*** PASSAGE PROVIDED ***
Appellate Division of the Supreme Court of New York, Third Department
Mar 18, 1993
191 A.D.2d 936 (N.Y. App. Div. 1993)

Opinion

March 18, 1993

Appeal from the Supreme Court, Albany County.


Petitioner was found guilty after a Superintendent's hearing of violating State-wide rules 104.10 ( 7 NYCRR 270.2 [B] [5] [i]; rioting) and 109.11 ( 7 NYCRR 270.2 [B] [10] [ii]; leaving an assigned area without authorization) as a result of his activities during an inmate uprising on May 28-29, 1991 at Southport Correctional Facility in Chemung County. In this proceeding, petitioner contends that the determination is not supported by substantial evidence and that the failure of the Hearing Officer to disclose the existence of a Department of Correctional Services internal memorandum characterizing petitioner's degree of participation in the uprising require annulment.
*** MATERIAL SUPPLIED ***
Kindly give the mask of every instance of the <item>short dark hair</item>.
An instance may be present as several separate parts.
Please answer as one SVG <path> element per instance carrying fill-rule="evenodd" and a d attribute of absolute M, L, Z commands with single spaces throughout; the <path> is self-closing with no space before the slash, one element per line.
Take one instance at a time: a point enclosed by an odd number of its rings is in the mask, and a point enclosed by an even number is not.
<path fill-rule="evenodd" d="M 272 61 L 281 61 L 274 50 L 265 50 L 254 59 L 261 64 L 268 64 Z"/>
***
▶ _SHORT EXERCISE 1_
From the appellate opinion, reproduce the passage starting with "Appellate Division of" and going on through "Court, Albany County.".
▶ _SHORT EXERCISE 2_
Answer these questions using the appellate opinion.
(a) On what date was the opinion issued?
(b) In which county is Southport Correctional Facility located?
(c) Which court and county was the appeal taken from?

▶ _FINAL ANSWER 1_
Appellate Division of the Supreme Court of New York, Third Department
Mar 18, 1993
191 A.D.2d 936 (N.Y. App. Div. 1993)

Opinion

March 18, 1993

Appeal from the Supreme Court, Albany County.

▶ _FINAL ANSWER 2_
(a) March 18, 1993
(b) Chemung County
(c) The Supreme Court, Albany County